Copy the passage on Newcomb's paradox, starting at "For purposes of" and stopping after "of the time.", and replace "perfect predictor" with "flawless predictor" each time it occurs.

Excerpt to read.
- - - - -
For purposes of simplicity, I will avoid introducing Newcomb’s paradox, or any of the various philosophical issues surrounding it. I will also shamelessly avoid the issue of a perfect predictor; any perfect predictor of Turing machines in general seems to require a halting oracle, and the paradox should still work if you just use an ordinary human who has really good psychological knowledge and so can predict accurately 90% of the time.
The heart of Newcomb’s paradox is what Scott Aaronson calls first-order rationality: a case where utility is attached to beliefs directly, rather than attaching only to actions which flow from beliefs. As an extremely simple example of first-order rationality, if you have a letter in a sealed envelope which you strongly believe to be both accurate and surprising, and someone points a gun at you and tells you they’ll shoot you if you open it, you probably shouldn’t, even though you’ll predictably end up with less accurate beliefs. It seems that you can’t get a human to genuinely disbelieve in something they already know to be true without introducing other… issues, which leads to a great deal of confusion, but any human with reasonably unimpaired cognition should have little trouble avoiding a bullet in the previous scenario.
- - - - -
Available data.
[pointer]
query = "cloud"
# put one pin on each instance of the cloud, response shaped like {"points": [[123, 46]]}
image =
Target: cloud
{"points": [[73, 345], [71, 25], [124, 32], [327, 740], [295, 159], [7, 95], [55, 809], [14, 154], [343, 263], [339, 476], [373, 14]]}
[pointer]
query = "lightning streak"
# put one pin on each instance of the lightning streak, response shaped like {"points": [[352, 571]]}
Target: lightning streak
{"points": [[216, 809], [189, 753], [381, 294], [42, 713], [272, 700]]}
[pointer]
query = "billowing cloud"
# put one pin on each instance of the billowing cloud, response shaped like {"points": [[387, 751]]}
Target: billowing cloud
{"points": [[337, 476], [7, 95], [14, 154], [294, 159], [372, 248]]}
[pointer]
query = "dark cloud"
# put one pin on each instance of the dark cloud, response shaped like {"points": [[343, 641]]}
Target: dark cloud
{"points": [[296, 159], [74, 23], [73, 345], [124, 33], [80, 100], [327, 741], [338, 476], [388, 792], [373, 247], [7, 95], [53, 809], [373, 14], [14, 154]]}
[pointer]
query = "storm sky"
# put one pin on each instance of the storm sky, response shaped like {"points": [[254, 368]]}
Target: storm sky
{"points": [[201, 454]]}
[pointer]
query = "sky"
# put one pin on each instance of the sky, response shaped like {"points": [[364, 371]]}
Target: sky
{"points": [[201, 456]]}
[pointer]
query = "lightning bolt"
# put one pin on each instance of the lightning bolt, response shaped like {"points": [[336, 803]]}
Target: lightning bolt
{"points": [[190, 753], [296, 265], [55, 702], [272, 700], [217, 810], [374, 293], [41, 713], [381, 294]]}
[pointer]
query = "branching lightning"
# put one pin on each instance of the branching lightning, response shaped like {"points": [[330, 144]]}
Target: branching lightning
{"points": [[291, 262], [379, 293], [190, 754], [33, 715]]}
- - - - -
Task response.
For purposes of simplicity, I will avoid introducing Newcomb’s paradox, or any of the various philosophical issues surrounding it. I will also shamelessly avoid the issue of a flawless predictor; any flawless predictor of Turing machines in general seems to require a halting oracle, and the paradox should still work if you just use an ordinary human who has really good psychological knowledge and so can predict accurately 90% of the time.